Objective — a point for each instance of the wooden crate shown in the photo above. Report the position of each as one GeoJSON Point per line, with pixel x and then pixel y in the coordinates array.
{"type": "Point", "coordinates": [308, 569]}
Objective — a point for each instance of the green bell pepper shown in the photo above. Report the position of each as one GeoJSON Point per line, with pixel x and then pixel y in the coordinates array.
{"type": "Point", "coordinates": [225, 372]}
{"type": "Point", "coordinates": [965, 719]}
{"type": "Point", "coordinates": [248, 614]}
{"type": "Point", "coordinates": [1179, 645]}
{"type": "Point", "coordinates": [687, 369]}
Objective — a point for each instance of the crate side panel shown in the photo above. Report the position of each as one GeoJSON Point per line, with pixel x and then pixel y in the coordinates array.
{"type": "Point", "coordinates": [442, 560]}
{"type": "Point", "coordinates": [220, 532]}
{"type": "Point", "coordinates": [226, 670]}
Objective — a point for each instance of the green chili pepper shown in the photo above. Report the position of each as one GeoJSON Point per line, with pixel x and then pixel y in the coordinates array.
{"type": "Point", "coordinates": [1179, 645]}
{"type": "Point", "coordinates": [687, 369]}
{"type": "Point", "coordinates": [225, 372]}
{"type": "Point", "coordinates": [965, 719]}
☆ ☆ ☆ ☆
§ WHAT YOU HAVE TO DO:
Could you extract every line of the listing above and reproduce each one verbatim, keeping the original order?

§ THE REPLY:
Objective — a point for each instance of the wooden crate shown in the photo above. Report the position of each as one GeoJSON Point per line, with pixel x and then pixel y in the coordinates array.
{"type": "Point", "coordinates": [308, 569]}
Objective — a point for each instance of the green bell pepper shown in the photo above. Report the position of each as one GeoJSON Point per line, with pixel x and then pixel y in the coordinates array.
{"type": "Point", "coordinates": [225, 372]}
{"type": "Point", "coordinates": [965, 719]}
{"type": "Point", "coordinates": [248, 614]}
{"type": "Point", "coordinates": [1179, 645]}
{"type": "Point", "coordinates": [687, 369]}
Objective — a point for each instance of the crate side panel shown in the photo above. Report the position of each as one GeoJSON Point per line, with pixel x and then pixel y in the coordinates array.
{"type": "Point", "coordinates": [442, 560]}
{"type": "Point", "coordinates": [220, 532]}
{"type": "Point", "coordinates": [226, 670]}
Objective — a point for each instance of the green chili pepper shown in the photo above. Report the position of each as one GeoJSON Point per line, with pixel x and then pixel y in the coordinates array.
{"type": "Point", "coordinates": [1179, 645]}
{"type": "Point", "coordinates": [687, 369]}
{"type": "Point", "coordinates": [225, 372]}
{"type": "Point", "coordinates": [965, 719]}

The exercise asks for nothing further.